茅台的一骑绝尘,并非必然,天才型企业家不可复制

为什么写《茅台传》?

李翔:《茅台传》这本书前后写了三年,对于这样一个题材而言,这个时间是长还是短?在你的预期之内吗?

吴晓波:三年时间里,我去了20多次,采访100多个人,一本企业传记采访量在150—200人之间,是特别正常的。三年实际上偏长了一点,因为中间我要做自媒体,还有一些公司调研。另外每次去的时间并不是特别长,最长也就三四天,有的时候就两三天,做完一个访谈就走。其实如果更经济一点的话,我认为在两年之内能完成的,大概多花了一年时间。《腾讯传》前后持续了六年,采访比茅台要难很多,因为那帮人是理工男,有一个哥们在接受我采访的时候,我问去年前年发生什么事,他很茫然地看着我说,那个重要吗?我说,你为什么这么问呢?他说,对我们IT人来讲,明天才重要,昨天是不重要的。《茅台传》倒还好,不会出现这种情况。

写《茅台传》,我也不知道是不是三年,因为比较远,坐飞机过去就得半天,所以我大概知道写作时间会比较长。20来次100多个人的访谈,这个是必须的。好在茅台的历史资料特别丰富和完整,三个创始人中,两个有回忆录;上世纪50年代初的时候,贵州省就专门写过一部茅台简史;档案库里面找到茅台最早的一份档案是1951年;国有兼并以后的一次评级会议资料也有。茅台资料库比较完整,对我来讲主要是来回的时间成本。

# 任务 A:
根据这篇关于《茅台传》写作的访谈,列出吴晓波提到的所有茅台历史资料。
# 任务 B:
接续这篇关于《茅台传》写作的访谈,从最后一句之后往下写。
后面的清单与此处无关,不必查看。

# 数据摘录:
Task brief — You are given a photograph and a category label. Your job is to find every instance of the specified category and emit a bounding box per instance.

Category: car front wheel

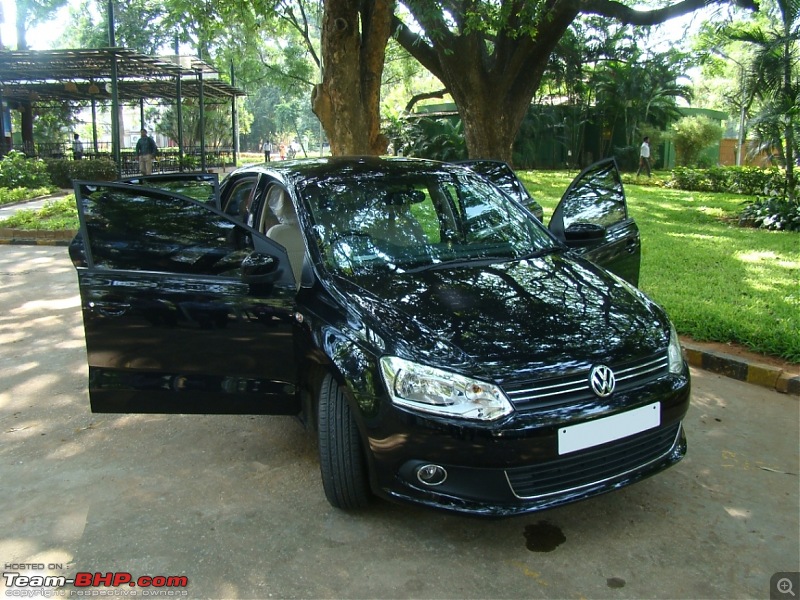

# 参考答案 A:
- 三个创始人中两人的回忆录
- 上世纪50年代初贵州省专门写的一部茅台简史
- 档案库里找到的最早一份档案(1951年)
- 国有兼并以后一次评级会议的资料

# 参考答案 B:
李翔:你开始对茅台感兴趣,是出于什么原因?写这本书,我相信肯定有一个自我说服和被别人说服的过程,这个理由是什么?吴晓波:其实我最早是不想写的,他们2020年来找我,想让我为2021年建厂70周年写一本书。2020年12月30日,我在做年终秀,31日早上我陪他们一个宣传部长吃早餐,他来见我,我说第一我写不了,《腾讯传》已经把我写残废了,给大企业写会有很多约束。第二,一年时间肯定不够,你找另外一个人。

后来我没打算写,但去了两趟后,觉得还能写,因为那时候他们已经开始反腐了,有很多事情避不掉。还有一件比较打动我的事情,是我觉得它是我之前少见的企业,我原来比较熟悉的是做饮料、做冰箱、做空调的制造企业,到后来,互联网企业也比较熟。茅台跟传统消费品企业完全不一样,跟我看到过的海尔、联想不一样,跟阿里、腾讯也不一样。

它看上去是个很沉静的企业,到它的酒窖和车间里面,感觉回到了八九十年代,4000多人光着脚在踩酒曲,这样传统的方式,创造出了一个市值2万多亿元,当年最高到过3万多亿元规模的大公司,其实是有反差感的。我们在商学院案例中很少看到这样的企业,很难被讲述。你就会发觉说,它的成功一定会有原因。后来就下决心开始弄,创作时间段就是在疫情期间。

李翔:你的创作习惯里,采访跟写作是分开的,还是同期进行的?

吴晓波:我写作都是一次完成的,一般一本书,我基本上一天写5000—10000字左右,从开始写到完成,不会太拖。疲劳战,我不太愿意。写《大败局》和《激荡》两本书,整个完成时间都在两个月以内。我去年写《人间杭州》用了一个月。

但采访归采访,企业类的书有一个特点,就是更具探险倾向。即便我知道要写腾讯,写茅台,我去调研的时候并没有一个完整的结构,打算怎么写,主题大概是什么,最后会写出什么让自己觉得特别高兴或者对读者有益的事,一开始是完全不知道的。然后慢慢地,跟搭积木一样,有些重要的部分,就会拐弯一样,在这个里面花更多的时间,甚至有些一开始认为比较重要的事情,后来发觉并不重要,或者没办法写,所以写作可能就是这么一个好奇心不断被满足的探索的过程。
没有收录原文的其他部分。